Start of PAGE

PRODIGAL

CONFESSION / LORD’S PRAYER

(READ OUT LOUD:  IF WITH FRIENDS/FAMILY, READ TOGETHER)

 

Father, who gives all,

we ask that you forgive all. 

Father, who braved the cross,

may we too find courage to count the cost. 

And, Father, may we, without cause to stall,

into your strong arms this day fall.

Our Father, who art in heaven, hallowed be thy name. Thy Kingdom come, thy will be done, on earth as it is in heaven Give us this day our daily bread. And forgive us our debts, as we forgive our debtors. And lead us not into temptation, but deliver us from evil. For Thine is the kingdom, the power and the glory, forever. Amen.

SCRIPTURE

(READ OUT LOUD:  IF WITH FRIENDS/FAMILY, TAKE TURNS READING EACH SECTION)

(Luke 15:1-2)  Now all the tax collectors and sinners were coming near to listen to him. 2 And the Pharisees and the scribes were grumbling and saying, “This fellow welcomes sinners and eats with them.”

(Luke 15:11-32)  Then Jesus said, “There was a man who had two sons. 12 The younger of them said to his father, ‘Father, give me the share of the property that will belong to me.’ So he divided his property between them. 13 A few days later the younger son gathered all he had and traveled to a distant country, and there he squandered his property in dissolute living. 14 When he had spent everything, a severe famine took place throughout that country, and he began to be in need. 15 So he went and hired himself out to one of the citizens of that country, who sent him to his fields to feed the pigs. 16 He would gladly have filled himself with the pods that the pigs were eating; and no one gave him anything. 

17 But when he came to himself he said, ‘How many of my father’s hired hands have bread enough and to spare, but here I am dying of hunger! 18 I will get up and go to my father, and I will say to him, “Father, I have sinned against heaven and before you; 19 I am no longer worthy to be called your son; treat me like one of your hired hands.” ’ 20 So he set off and went to his father. But while he was still far off, his father saw him and was filled with compassion; he ran and put his arms around him and kissed him. 21 Then the son said to him, ‘Father, I have sinned against heaven and before you; I am no longer worthy to be called your son.’ 

22 But the father said to his slaves, ‘Quickly, bring out a robe—the best one—and put it on him; put a ring on his finger and sandals on his feet. 23 And get the fatted calf and kill it, and let us eat and celebrate; 24 for this son of mine was dead and is alive again; he was lost and is found!’ And they began to celebrate.

End of PAGE
Start of DATASET RECORDS

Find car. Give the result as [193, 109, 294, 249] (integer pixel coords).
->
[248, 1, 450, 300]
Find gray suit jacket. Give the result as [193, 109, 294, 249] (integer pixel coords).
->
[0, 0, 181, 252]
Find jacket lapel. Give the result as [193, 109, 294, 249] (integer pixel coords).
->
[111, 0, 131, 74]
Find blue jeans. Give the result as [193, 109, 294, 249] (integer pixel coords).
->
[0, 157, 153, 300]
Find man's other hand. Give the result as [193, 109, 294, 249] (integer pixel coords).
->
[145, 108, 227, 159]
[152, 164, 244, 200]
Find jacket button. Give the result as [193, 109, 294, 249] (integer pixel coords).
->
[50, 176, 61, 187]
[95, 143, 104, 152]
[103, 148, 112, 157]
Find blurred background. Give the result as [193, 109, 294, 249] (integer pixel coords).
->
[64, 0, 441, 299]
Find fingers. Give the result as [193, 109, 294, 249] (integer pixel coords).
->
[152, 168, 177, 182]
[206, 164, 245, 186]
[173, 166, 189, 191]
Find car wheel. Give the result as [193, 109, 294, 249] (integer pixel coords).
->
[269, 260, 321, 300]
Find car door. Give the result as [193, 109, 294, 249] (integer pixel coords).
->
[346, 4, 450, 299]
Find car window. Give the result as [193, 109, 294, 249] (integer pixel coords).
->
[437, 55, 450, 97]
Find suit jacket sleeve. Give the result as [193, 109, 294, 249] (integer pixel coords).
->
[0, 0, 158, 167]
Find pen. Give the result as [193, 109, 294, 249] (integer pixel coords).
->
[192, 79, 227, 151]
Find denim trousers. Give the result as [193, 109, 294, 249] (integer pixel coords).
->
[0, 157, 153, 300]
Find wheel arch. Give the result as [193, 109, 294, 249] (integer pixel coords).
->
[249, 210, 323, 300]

End of DATASET RECORDS

### DIRECTIVE 1
Reproduce the Prodigal devotional from "Father, who braved" up to and including "this day fall.".
### DIRECTIVE 2
Pick up the Prodigal devotional right after its last sentence and keep writing it.
The material is separate from the Prodigal devotional and is not part of it.

### WRITTEN RESPONSE 1
Father, who braved the cross,

may we too find courage to count the cost. 

And, Father, may we, without cause to stall,

into your strong arms this day fall.

### WRITTEN RESPONSE 2
25 “Now his elder son was in the field; and when he came and approached the house, he heard music and dancing. 26 He called one of the slaves and asked what was going on. 27 He replied, ‘Your brother has come, and your father has killed the fatted calf, because he has got him back safe and sound.’ 28 Then he became angry and refused to go in. His father came out and began to plead with him. 29 But he answered his father, ‘Listen! For all these years I have been working like a slave for you, and I have never disobeyed your command; yet you have never given me even a young goat so that I might celebrate with my friends. 30 But when this son of yours came back, who has devoured your property with prostitutes, you killed the fatted calf for him!’ 

31 Then the father said to him, ‘Son, you are always with me, and all that is mine is yours. 32 But we had to celebrate and rejoice, because this brother of yours was dead and has come to life; he was lost and has been found.’”

PRAYER

(READ OUT LOUD — IF WITH FRIENDS/FAMILY, READ TOGETHER)

God, help us to understand our need.  Help us to understand your love.  Help us to understand our responsibility to share your love with a world in need.  Thank you for this time of worship.  Amen.

MESSAGE (By Pastor Ben Banner)

(READ OUT LOUD — IF WITH FRIENDS/FAMILY, TAKE TURNS READING EACH SECTION)

(15:1-2)  1 Now all the tax collectors and sinners were coming near to listen to him. 2 And the Pharisees and the scribes were grumbling and saying, “This fellow welcomes sinners and eats with them.”

I looked long and hard for the verse that reads, “Jesus grumbled.”  But I couldn’t find it.  And I guess its possible that — there isn’t one!  That’s pretty convicting — at least to me.

The God-man had very few kind words for the pastors of his day, and plenty of other words we won’t mention here.  I have to believe there were at least one or two good pastors, but it reads like they were mostly an uninspiring bunch fitting most of the negative stereotypes people have about Christians today.  “I mean, come on, you can’t even make it to your own God’s birthday party!?”

 

On Christmas I sneak a miniature pastor figurine into the manger scene, because I want to believe that at least one pastor got invited — or didn’t have better things to do when he was.  But I know in my heart that the poor sap didn’t make it — because he was too busy grumbling about something or other.  And that’s the way it with most of us — most of the time.  And that’s the way it was with the older brother.

“Wait, who?”

That’s right, the older brother.  This story is at least as much about the older brother as it is about the younger — God has something to say to those who would rather grumble than show up to the party.  After all, they were the ones he was telling the story to.

But before this story is about the older brother, this is a story about the prodigal.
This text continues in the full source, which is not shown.